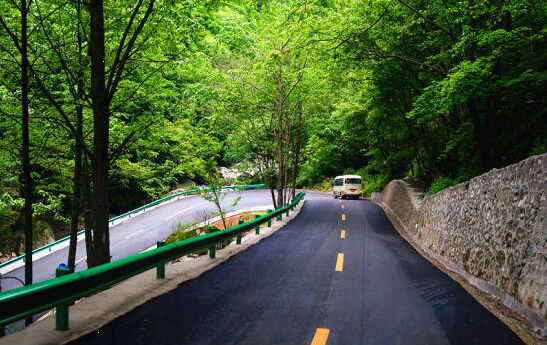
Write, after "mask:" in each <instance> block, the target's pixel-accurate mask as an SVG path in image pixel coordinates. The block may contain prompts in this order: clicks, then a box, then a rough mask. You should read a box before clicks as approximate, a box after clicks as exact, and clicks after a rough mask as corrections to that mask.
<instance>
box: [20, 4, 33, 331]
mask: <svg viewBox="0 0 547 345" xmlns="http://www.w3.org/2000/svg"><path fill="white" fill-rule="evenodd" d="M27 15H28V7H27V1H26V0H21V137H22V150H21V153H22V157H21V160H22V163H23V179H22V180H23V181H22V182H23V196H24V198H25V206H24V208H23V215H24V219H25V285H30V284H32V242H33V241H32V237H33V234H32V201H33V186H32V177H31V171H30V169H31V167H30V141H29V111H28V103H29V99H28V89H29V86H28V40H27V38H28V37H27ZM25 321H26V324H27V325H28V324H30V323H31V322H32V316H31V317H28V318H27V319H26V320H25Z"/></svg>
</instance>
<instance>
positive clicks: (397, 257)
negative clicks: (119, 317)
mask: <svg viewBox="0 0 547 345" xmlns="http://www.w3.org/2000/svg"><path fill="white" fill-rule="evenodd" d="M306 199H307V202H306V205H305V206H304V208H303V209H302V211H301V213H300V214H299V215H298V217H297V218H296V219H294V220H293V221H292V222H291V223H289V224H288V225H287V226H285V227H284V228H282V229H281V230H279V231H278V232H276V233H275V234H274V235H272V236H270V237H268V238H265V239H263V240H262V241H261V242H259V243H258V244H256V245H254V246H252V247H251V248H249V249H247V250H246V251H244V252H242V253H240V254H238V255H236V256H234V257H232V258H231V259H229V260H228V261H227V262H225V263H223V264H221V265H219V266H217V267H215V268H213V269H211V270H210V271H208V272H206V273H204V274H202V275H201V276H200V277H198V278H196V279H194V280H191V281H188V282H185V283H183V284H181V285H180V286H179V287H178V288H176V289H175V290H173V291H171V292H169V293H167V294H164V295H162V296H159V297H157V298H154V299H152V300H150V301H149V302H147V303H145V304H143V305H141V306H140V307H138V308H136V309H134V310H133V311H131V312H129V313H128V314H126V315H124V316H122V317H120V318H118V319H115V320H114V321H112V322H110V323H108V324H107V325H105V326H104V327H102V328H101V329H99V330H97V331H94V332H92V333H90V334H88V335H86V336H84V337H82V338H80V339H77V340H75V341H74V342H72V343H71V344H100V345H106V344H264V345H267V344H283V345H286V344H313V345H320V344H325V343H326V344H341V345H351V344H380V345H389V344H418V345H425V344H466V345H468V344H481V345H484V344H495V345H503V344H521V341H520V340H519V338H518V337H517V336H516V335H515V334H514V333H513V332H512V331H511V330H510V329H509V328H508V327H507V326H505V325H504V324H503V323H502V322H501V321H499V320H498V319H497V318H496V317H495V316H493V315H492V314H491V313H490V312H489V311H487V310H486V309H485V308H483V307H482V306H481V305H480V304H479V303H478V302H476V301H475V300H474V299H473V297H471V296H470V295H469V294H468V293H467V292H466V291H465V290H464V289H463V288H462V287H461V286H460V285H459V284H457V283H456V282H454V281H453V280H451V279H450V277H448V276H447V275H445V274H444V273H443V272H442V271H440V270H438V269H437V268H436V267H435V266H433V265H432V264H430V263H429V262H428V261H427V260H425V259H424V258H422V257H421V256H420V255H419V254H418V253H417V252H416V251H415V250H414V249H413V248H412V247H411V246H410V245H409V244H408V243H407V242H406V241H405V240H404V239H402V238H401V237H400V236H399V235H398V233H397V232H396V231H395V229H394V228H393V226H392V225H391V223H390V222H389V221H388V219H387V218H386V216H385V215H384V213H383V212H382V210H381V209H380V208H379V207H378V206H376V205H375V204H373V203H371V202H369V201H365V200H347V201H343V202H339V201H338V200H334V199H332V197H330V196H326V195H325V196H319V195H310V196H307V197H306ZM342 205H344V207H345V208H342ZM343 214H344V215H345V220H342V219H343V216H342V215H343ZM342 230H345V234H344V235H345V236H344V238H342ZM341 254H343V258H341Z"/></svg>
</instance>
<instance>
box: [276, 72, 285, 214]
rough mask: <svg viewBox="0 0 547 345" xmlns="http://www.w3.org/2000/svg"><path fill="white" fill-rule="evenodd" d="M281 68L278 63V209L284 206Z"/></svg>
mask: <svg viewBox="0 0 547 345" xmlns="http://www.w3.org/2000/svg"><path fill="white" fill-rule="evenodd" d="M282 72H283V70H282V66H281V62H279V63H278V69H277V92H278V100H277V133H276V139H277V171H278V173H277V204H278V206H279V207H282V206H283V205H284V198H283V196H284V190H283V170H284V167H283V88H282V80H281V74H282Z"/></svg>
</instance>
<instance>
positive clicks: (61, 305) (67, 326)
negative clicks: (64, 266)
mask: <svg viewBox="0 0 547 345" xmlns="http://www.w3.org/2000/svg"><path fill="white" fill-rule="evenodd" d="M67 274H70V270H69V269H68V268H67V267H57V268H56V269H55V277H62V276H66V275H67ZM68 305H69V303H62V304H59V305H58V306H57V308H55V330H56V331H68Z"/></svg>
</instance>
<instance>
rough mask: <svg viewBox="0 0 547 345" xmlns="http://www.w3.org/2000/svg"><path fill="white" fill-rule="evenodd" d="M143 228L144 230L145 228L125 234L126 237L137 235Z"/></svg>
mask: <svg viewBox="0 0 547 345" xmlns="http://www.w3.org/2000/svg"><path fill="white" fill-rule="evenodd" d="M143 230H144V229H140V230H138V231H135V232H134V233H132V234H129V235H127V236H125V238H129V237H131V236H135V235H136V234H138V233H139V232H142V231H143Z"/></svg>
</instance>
::::
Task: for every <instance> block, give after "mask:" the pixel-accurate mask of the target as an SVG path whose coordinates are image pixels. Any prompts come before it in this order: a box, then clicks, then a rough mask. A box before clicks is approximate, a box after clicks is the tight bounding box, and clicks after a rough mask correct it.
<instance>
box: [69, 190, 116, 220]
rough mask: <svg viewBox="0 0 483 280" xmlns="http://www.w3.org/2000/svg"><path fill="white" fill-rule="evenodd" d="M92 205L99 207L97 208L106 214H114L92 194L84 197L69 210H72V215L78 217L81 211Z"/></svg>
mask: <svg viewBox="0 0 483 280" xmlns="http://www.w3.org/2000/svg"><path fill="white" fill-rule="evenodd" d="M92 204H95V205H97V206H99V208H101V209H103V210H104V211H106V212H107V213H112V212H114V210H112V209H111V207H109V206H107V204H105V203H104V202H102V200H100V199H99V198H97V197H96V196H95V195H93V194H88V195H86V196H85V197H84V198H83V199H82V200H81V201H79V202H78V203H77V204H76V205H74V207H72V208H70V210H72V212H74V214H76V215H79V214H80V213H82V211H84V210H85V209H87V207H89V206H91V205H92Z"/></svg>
::::
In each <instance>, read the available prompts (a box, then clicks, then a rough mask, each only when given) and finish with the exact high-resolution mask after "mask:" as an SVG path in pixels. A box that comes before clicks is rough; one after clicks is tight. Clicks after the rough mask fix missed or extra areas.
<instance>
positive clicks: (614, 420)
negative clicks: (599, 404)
::::
WHAT YOU ARE ASKED TO DO: From the records above, extract every line that contains the string "pixels", with case counting.

TASK ANSWER:
Task: for every <instance> block, give after "mask:" the pixel-accurate mask of the target as an SVG path whose coordinates are image pixels. Any prompts come before it in this order: a box, then clicks, then a rough mask. A box before clicks is approximate, a box after clicks is the tight bounding box, and clicks after a rough mask correct it.
In each <instance>, read the available prompts (a box, then clicks, then a rough mask, each only when given) and finish with the exact high-resolution mask after "mask:" as an SVG path in pixels. A box that comes before clicks is rough; one after clicks is tight. Clicks after the rough mask fix missed or extra areas.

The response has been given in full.